- [Textauszug]
..............................
Sei’s drum. Mit etwas Altersmilde betrachtet, ist das nette Unterhaltung mit schönen Naturaufnahmen und einer würdevollen Hauptdarstellerin.

FAZIT

Selbstverwirklichung im Alter.
Den Silberrücken im Kino hat’s gefallen – es wurde viel und zustimmend gekichert.

Originaltitel „Edie“
Großbritannien 2017
102 min
Regie Simon Hunter 
Kinostart 23. Mai 2019

BLOWN AWAY

Jeden Morgen duschen, Haare frisieren, zur Arbeit gehen, Geld verdienen: Bringt es das auf Dauer? Nö, finden die Studienfreunde Hannes Koch und Ben Schaschek und machen lieber den ultimativen Aussteigertraum wahr: eine Reise mit Segelboot und Bus rund um die Welt, viereinhalb Jahre Auszeit. Auf ihren Stationen treffen die beiden dabei immer wieder auf Gleichgesinnte, mit denen sie spontan Musik aufnehmen. Das Besondere: die verschiedenen Tracks eines Songs entstehen jeweils an unterschiedlichen Orten auf der Welt: die Gitarre beispielsweise in Südafrika, Monate später der Gesang in Brasilien und die Streicher in Salvador. Ein ungewöhnliches, interkulturelles Musikexperiment.

Besser hätte sich das keine Agentur ausdenken können: Hannes und Ben sind perfekt gecastet – blaue Augen, blonde Haare, Vollbärte. Zwei liebenswerte Hipster-Hippies auf großer Fahrt. Obwohl beide vom Segeln keine Ahnung haben, fahren sie mal eben so von Australien über Indonesien nach Südafrika und dann, schwupps, überqueren sie auch noch den Atlantik bis Südamerika. Alles easy, man muss es nur wollen. Als Marketingvehikel, um die Musik der beiden zu promoten, ist der Film perfekt gelungen. Nichts scheint unmöglich, man würde am liebsten direkt mit an Bord gehen, oder ersatzweise schon mal den chilligen Soundtrack kaufen.

FAZIT

Den Weltreisenden ist zusammen mit Regisseur Micha Schulze ein unaufgeregter, sehr unterhaltsamer Dokumentarfilm über Freundschaft, Musik und Abenteuer gelungen. Einziger Minuspunkt: Die dauer gut gelaunte Offstimme (Hannes) lässt den Film zeitweise wie eine ProSieben-Galileo-Reportage wirken.

Deutschland 2019
119 min
Regie Micha Schulze
Kinostart 23. Mai 2019

DAS FAMILIENFOTO

Gabrielle verdient ihr Geld, indem sie sich von Touristen als lebende Statue fotografieren lässt. So driftet sie nonchalant durchs Leben. Ihr pubertierender Sohn findet seine freigeistige Mutter die meiste Zeit nur peinlich. Gabrielles Schwester Elsa verbittert an ihrem unerfüllten Kinderwunsch, folglich ist ihre Laune dauerhaft schlecht bis sehr schlecht. Und Bruder Mao verdient zwar haufenweise Geld als Spieleentwickler, kämpft aber mit Depressionen.
..............................
- [Bereitgestelltes Material]
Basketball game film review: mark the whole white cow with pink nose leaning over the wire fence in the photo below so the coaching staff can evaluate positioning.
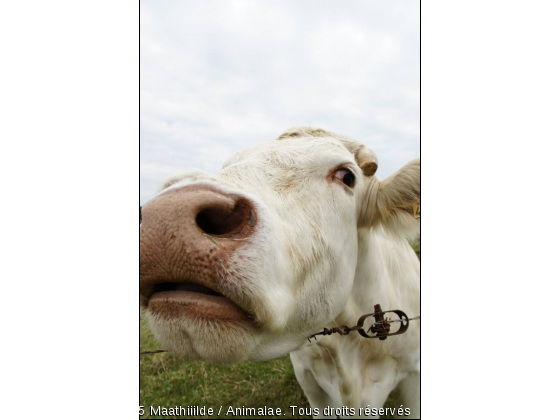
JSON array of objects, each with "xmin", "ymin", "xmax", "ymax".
[{"xmin": 140, "ymin": 127, "xmax": 420, "ymax": 418}]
..............................
- [Aufgaben zur Übung]
1. Gib bitte die Passage des Textauszugs von "Deutschland 2019" bis "aber mit Depressionen." wieder und ändere dabei "Spieleentwickler" in "Softwareentwickler".
2. Entscheide für jede Aussage, ob sie mit dem Textauszug übereinstimmt, und belege dein Ja oder Nein mit einem wörtlichen Zitat: (a) Hannes und Ben nahmen sich viereinhalb Jahre Auszeit. (b) Hannes und Ben waren erfahrene Segler. (c) Gabrielles Sohn findet seine Mutter meist peinlich.

- [Erwartete Lösungen]
1.
Deutschland 2019
119 min
Regie Micha Schulze
Kinostart 23. Mai 2019

DAS FAMILIENFOTO

Gabrielle verdient ihr Geld, indem sie sich von Touristen als lebende Statue fotografieren lässt. So driftet sie nonchalant durchs Leben. Ihr pubertierender Sohn findet seine freigeistige Mutter die meiste Zeit nur peinlich. Gabrielles Schwester Elsa verbittert an ihrem unerfüllten Kinderwunsch, folglich ist ihre Laune dauerhaft schlecht bis sehr schlecht. Und Bruder Mao verdient zwar haufenweise Geld als Softwareentwickler, kämpft aber mit Depressionen.

2.
(a) Ja: „viereinhalb Jahre Auszeit“
(b) Nein: „Obwohl beide vom Segeln keine Ahnung haben“
(c) Ja: „Ihr pubertierender Sohn findet seine freigeistige Mutter die meiste Zeit nur peinlich.“